> [Given request]: Reproduce all of the data below, requests included. Multiply every number in the answers, meaning the viewBox values and the outline coordinates, by 2.05 and round each result to a whole number, with halves going up, but leave the numbers in the requests and their format samples unchanged.

> [Information given]:
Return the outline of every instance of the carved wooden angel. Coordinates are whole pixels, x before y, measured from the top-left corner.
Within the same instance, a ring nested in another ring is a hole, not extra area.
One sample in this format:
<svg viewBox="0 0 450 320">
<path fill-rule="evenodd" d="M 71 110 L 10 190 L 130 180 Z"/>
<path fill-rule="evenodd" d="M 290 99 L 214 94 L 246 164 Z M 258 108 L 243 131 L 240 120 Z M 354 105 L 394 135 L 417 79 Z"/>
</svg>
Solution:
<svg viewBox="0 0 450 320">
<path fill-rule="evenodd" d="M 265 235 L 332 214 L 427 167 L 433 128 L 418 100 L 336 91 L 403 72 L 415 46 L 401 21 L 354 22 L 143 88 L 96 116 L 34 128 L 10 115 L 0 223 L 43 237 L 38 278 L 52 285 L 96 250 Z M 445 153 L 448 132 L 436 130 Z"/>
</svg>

> [Written solution]:
Return the outline of every instance of the carved wooden angel. Coordinates are whole pixels, x before y, measured from the top-left corner.
Within the same instance, a ring nested in another ring is a hole, not extra area.
One sample in this format:
<svg viewBox="0 0 450 320">
<path fill-rule="evenodd" d="M 71 110 L 10 190 L 130 180 Z"/>
<path fill-rule="evenodd" d="M 290 99 L 214 94 L 246 164 Z M 258 108 L 243 131 L 240 120 Z M 354 105 L 394 135 L 417 79 Z"/>
</svg>
Solution:
<svg viewBox="0 0 923 656">
<path fill-rule="evenodd" d="M 543 482 L 681 439 L 875 342 L 888 262 L 857 205 L 689 187 L 826 148 L 851 94 L 822 43 L 726 45 L 293 180 L 197 238 L 70 262 L 21 236 L 0 457 L 88 486 L 78 570 L 107 584 L 197 513 Z M 912 314 L 918 271 L 894 267 Z"/>
</svg>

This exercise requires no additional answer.